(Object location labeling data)
◆ ◆ ◆
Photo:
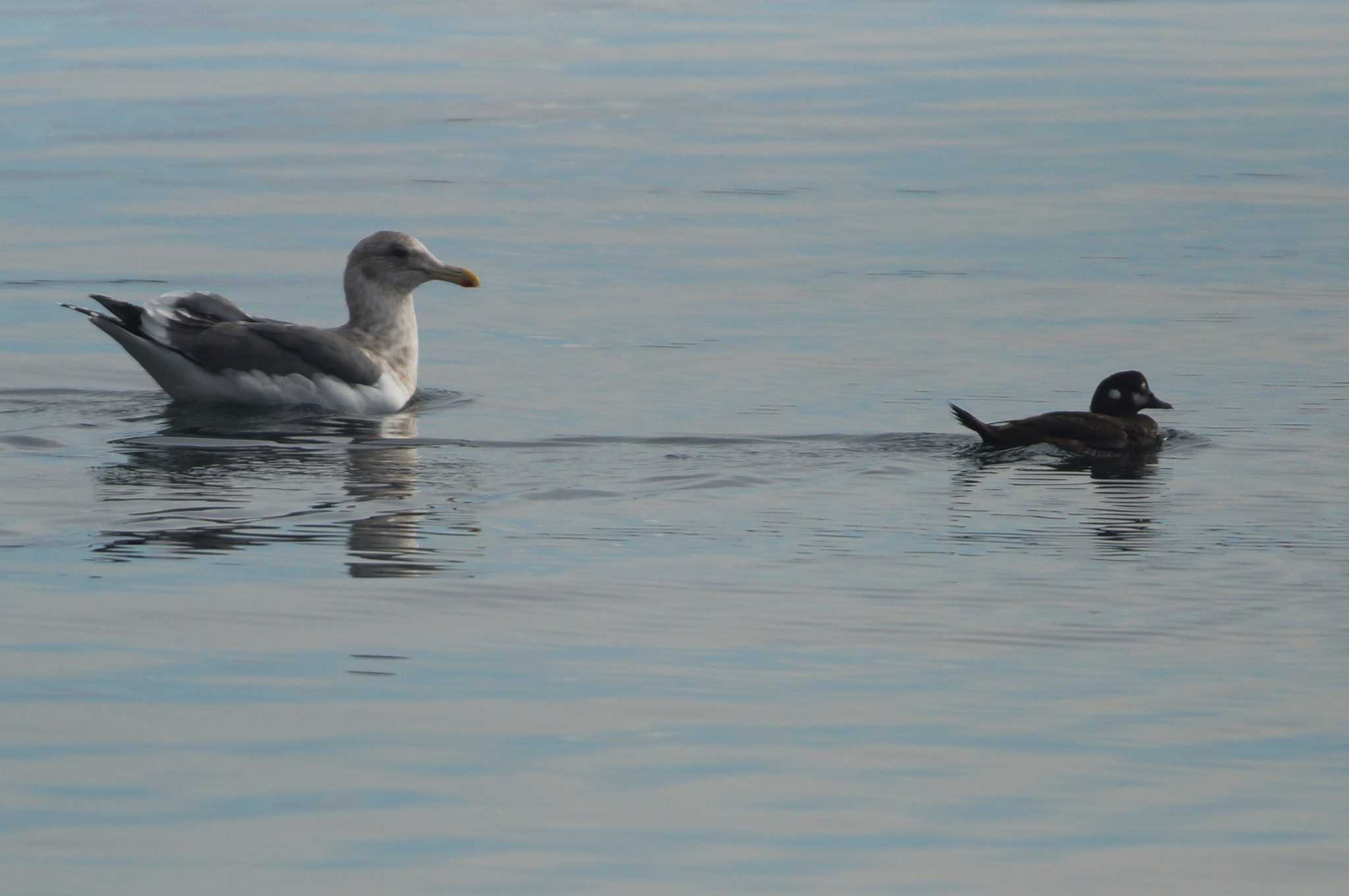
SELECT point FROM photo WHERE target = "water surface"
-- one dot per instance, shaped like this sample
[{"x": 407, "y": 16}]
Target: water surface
◆ ◆ ◆
Rewrite all of the items above, substituting "mark" for "dot" and keeping everything else the same. Leave the pictures out of your answer.

Photo:
SELECT point FROM photo WHERE target = "water surface"
-- one mark per instance, shaped like this sample
[{"x": 407, "y": 16}]
Target: water surface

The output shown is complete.